La novela, publicada en 2005, cinco años antes de que la muerte recogiera a José Saramago, arranca con una epidemia opuesta a la que tenemos nosotros, porque en aquella no aumenta la cuenta de los muertos, sino que se detiene intempestivamente.

El retiro súbito de la muerte provoca en el país de esos sucesos una grave crisis sanitaria, económica y social. Los industriales de los rituales fúnebres, los dueños de los hospitales, el cardenal que manda en la iglesia católica, los capitanes de la mafia y los políticos a cargo del gobierno se quiebran la cabeza ante la ausencia de muerte, hasta que algunos descubren que la emergencia les ha caído como anillo al dedo, encuentran el modito para dar nuevo sentido a sus frágiles relatos y seguir medrando de una patria donde morir deja de ser el destino natural.

En nuestra realidad, en cambio, la pandemia nos ha puesto cara a cara con la muerte. Se recomienda no salir a buscarla, pero voluntariosa como fue la de la novela para irse, ésta llegó de un día para otro flotando en el aire. Dicen los científicos —que sí saben, porque los ciudadanos no somos todólogos— que esta muerte puede estar en la superficie del objeto más trivial o en las manos de los demás, entrar a nuestras casas pegada en la suela de un zapato, en la bolsa del supermercado o diluida en el llanto. Ya se investiga incluso que ande metida en las patas de una mosca o viaje en la corriente de viento que se cuela por una ventana que se quedó abierta en la noche.

La muerte intermitente de Saramago decidió un día enviar gentiles cartas a sus futuras víctimas, para darles tiempo de poner sus cosas en orden, despedirse de sus familiares y pagar sus deudas. Por el contrario, la muerte de nuestra pandemia se agazapa varios días sin hacer ruido ni dar señales de vida, para sorprendernos una noche, mandarnos a intubar y arrancarnos de este mundo bajo la luz blanca de una caótica sala de terapia intensiva de un hospital a medio terminar, sin dejar que el fallecido acabe con lo que sea que estuviera haciendo o alcance a decir alguna cosa que sus dolientes puedan después recordar.

Aún sin haber muerto nunca, puede decirse que la muerte se vive distinto según a dónde creemos que nos va a llevar. La mayoría tiene un cielo, un infierno o una nada particular, habitados por los ángeles, los demonios o el vacío que a cada quien le haya dado la gana imaginar. La ilusión de ese siguiente lugar suaviza o dificulta el cruce por la puerta y la ruta al más allá, pero de que la muerte es una visita incómoda casi siempre lo es, igual para el que no vive por tanto que le teme como para el que la anda buscando, porque es bien sabido por el pueblo y hay sobrada evidencia de que cuando te toca ni aunque te quites y cuando no te toca ni aunque te pongas.

La pandemia rompe los acuerdos con la muerte. La esperanza de vida que parecía más amplia y prometedora luce ahora topada por la línea de edad en la que se pasa a ser población de riesgo. Los avances de la ciencia para alargar la existencia en la Tierra se ven anulados por el código bioético que administra la disponibilidad de ventiladores de soporte respiratorio. Hasta las misas y los novenarios que servían para despedir al muerto, han sido acotados a su versión online.

• **TAREA**: En el texto sobre la muerte en la novela de Saramago y en la pandemia, ¿qué decidió enviar un día la muerte de la novela a sus futuras víctimas? Para responder, usa solo lo que dice el texto.

• **DATOS A REVISAR**:
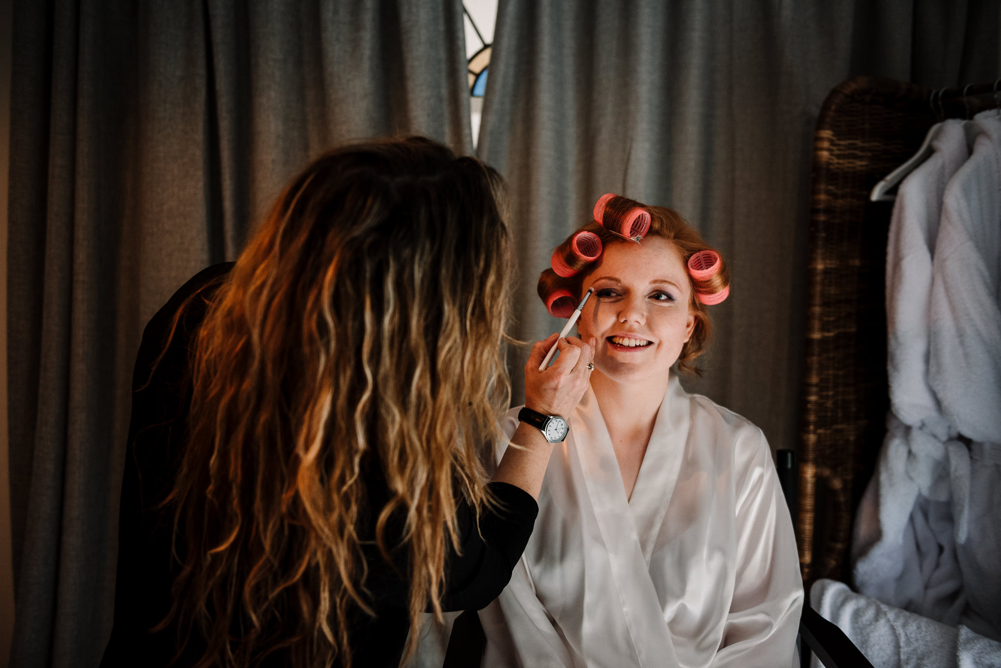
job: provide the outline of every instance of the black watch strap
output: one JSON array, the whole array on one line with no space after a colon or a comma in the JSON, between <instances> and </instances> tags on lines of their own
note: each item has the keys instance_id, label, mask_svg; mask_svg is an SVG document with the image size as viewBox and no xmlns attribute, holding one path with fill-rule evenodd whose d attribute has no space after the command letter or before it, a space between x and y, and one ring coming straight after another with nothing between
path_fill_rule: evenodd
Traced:
<instances>
[{"instance_id":1,"label":"black watch strap","mask_svg":"<svg viewBox=\"0 0 1001 668\"><path fill-rule=\"evenodd\" d=\"M518 420L519 422L531 424L536 429L546 429L546 423L550 421L550 416L543 415L539 411L534 411L526 407L518 412Z\"/></svg>"}]
</instances>

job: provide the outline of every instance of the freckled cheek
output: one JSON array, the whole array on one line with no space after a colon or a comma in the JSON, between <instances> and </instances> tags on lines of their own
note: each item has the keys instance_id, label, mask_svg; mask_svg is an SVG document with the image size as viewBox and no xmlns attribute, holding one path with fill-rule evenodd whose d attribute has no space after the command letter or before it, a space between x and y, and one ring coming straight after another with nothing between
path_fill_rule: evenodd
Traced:
<instances>
[{"instance_id":1,"label":"freckled cheek","mask_svg":"<svg viewBox=\"0 0 1001 668\"><path fill-rule=\"evenodd\" d=\"M603 339L606 336L604 332L609 331L615 324L615 313L607 305L603 308L601 304L595 306L588 304L581 312L581 319L577 321L577 332L585 341L592 336Z\"/></svg>"}]
</instances>

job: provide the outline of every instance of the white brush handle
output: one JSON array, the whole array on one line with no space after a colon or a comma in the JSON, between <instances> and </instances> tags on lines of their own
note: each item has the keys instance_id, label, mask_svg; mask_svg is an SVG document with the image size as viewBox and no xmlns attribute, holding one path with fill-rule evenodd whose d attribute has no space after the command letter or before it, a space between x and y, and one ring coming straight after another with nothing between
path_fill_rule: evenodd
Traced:
<instances>
[{"instance_id":1,"label":"white brush handle","mask_svg":"<svg viewBox=\"0 0 1001 668\"><path fill-rule=\"evenodd\" d=\"M546 371L546 367L550 365L550 360L552 360L553 356L557 354L557 348L560 347L560 339L570 334L570 330L574 328L575 323L577 323L577 319L580 317L581 309L574 311L574 315L570 317L570 320L568 320L567 324L564 326L564 331L560 332L560 336L557 337L557 342L553 344L552 348L550 348L550 352L546 353L543 363L539 366L540 371Z\"/></svg>"}]
</instances>

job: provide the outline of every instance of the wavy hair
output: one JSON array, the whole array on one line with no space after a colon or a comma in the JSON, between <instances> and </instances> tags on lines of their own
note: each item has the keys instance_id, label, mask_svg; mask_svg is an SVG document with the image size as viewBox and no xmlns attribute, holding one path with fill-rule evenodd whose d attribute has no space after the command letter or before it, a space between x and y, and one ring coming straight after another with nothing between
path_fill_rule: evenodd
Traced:
<instances>
[{"instance_id":1,"label":"wavy hair","mask_svg":"<svg viewBox=\"0 0 1001 668\"><path fill-rule=\"evenodd\" d=\"M282 647L289 665L350 665L348 617L371 613L369 511L387 562L386 524L404 518L406 657L419 613L440 620L456 504L490 502L480 444L510 401L504 201L494 170L430 140L345 146L292 181L211 298L161 625L204 638L199 666Z\"/></svg>"},{"instance_id":2,"label":"wavy hair","mask_svg":"<svg viewBox=\"0 0 1001 668\"><path fill-rule=\"evenodd\" d=\"M639 202L627 200L625 197L613 198L608 205L617 205L617 202L622 203L620 208L625 208L628 204L632 204L634 206L640 206L648 211L650 213L650 230L647 232L647 237L661 237L662 239L670 241L675 245L675 248L678 249L682 256L682 262L686 267L686 275L689 277L689 282L692 288L689 308L691 308L692 313L695 315L696 322L695 329L692 331L692 336L685 343L685 345L682 346L682 352L678 356L678 370L685 374L701 375L701 370L695 365L695 360L706 350L706 346L709 343L709 336L712 333L713 323L710 319L709 309L706 307L706 304L703 304L699 300L696 288L703 290L708 289L711 292L717 292L730 286L730 270L727 268L727 264L723 260L723 255L720 254L719 272L710 280L699 281L697 283L688 272L689 258L700 251L712 250L717 253L719 253L719 251L707 244L705 240L703 240L702 235L686 223L685 219L682 218L681 215L674 209L668 209L661 206L645 206ZM607 229L598 222L591 221L587 225L579 227L575 230L574 233L571 234L567 240L558 247L557 252L560 252L561 249L569 249L571 247L569 244L570 240L574 238L574 235L582 231L596 234L601 240L603 248L608 248L610 244L615 243L633 243L628 239L624 239L620 234L616 234L614 231ZM641 241L641 243L643 242ZM570 293L570 296L567 298L567 303L573 302L576 304L580 301L584 296L584 279L601 264L601 256L594 260L587 260L581 258L580 255L571 256L570 252L567 250L564 250L564 252L567 255L564 262L568 266L577 268L577 273L573 276L565 278L560 276L552 268L549 268L543 271L542 275L539 277L539 296L542 298L543 303L547 304L551 310L553 310L553 307L560 308L564 306L564 304L560 303L559 294ZM556 299L554 299L554 297L556 297ZM571 308L573 309L573 306L571 306Z\"/></svg>"}]
</instances>

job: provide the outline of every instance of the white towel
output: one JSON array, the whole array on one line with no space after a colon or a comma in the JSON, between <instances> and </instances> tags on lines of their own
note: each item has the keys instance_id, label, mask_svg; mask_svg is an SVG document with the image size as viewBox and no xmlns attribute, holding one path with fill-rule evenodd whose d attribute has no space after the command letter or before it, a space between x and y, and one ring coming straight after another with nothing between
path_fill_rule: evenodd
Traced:
<instances>
[{"instance_id":1,"label":"white towel","mask_svg":"<svg viewBox=\"0 0 1001 668\"><path fill-rule=\"evenodd\" d=\"M891 413L876 474L866 489L852 541L859 591L884 603L954 625L966 609L955 551L950 468L966 447L940 443ZM951 460L959 460L956 464ZM958 485L964 489L969 483ZM958 491L957 496L964 492Z\"/></svg>"},{"instance_id":2,"label":"white towel","mask_svg":"<svg viewBox=\"0 0 1001 668\"><path fill-rule=\"evenodd\" d=\"M877 668L1001 666L1001 643L856 594L843 582L818 580L810 603ZM812 665L821 665L816 656Z\"/></svg>"}]
</instances>

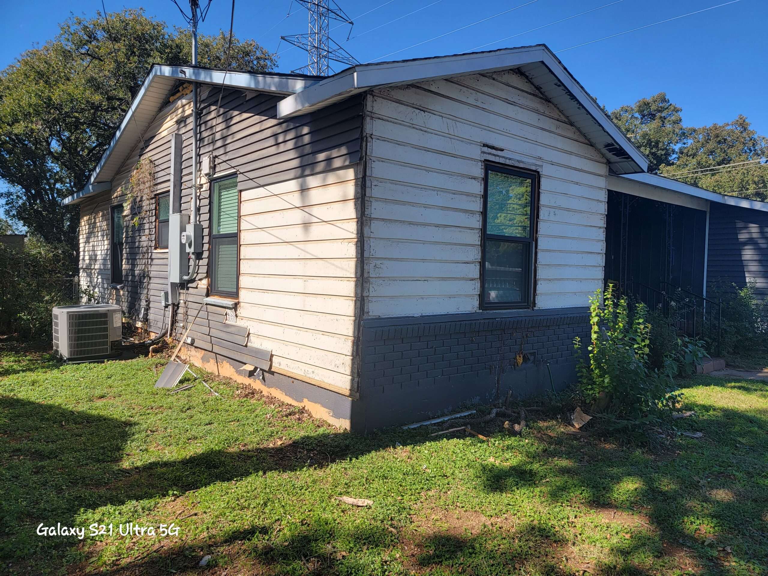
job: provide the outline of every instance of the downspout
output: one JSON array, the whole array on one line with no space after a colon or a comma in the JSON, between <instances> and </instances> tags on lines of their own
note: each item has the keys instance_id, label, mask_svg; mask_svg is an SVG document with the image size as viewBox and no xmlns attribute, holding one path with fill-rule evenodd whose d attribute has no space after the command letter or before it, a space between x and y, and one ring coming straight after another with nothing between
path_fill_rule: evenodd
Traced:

• **RESPUESTA**: Gentiles cartas, para darles tiempo de poner sus cosas en orden, despedirse de sus familiares y pagar sus deudas.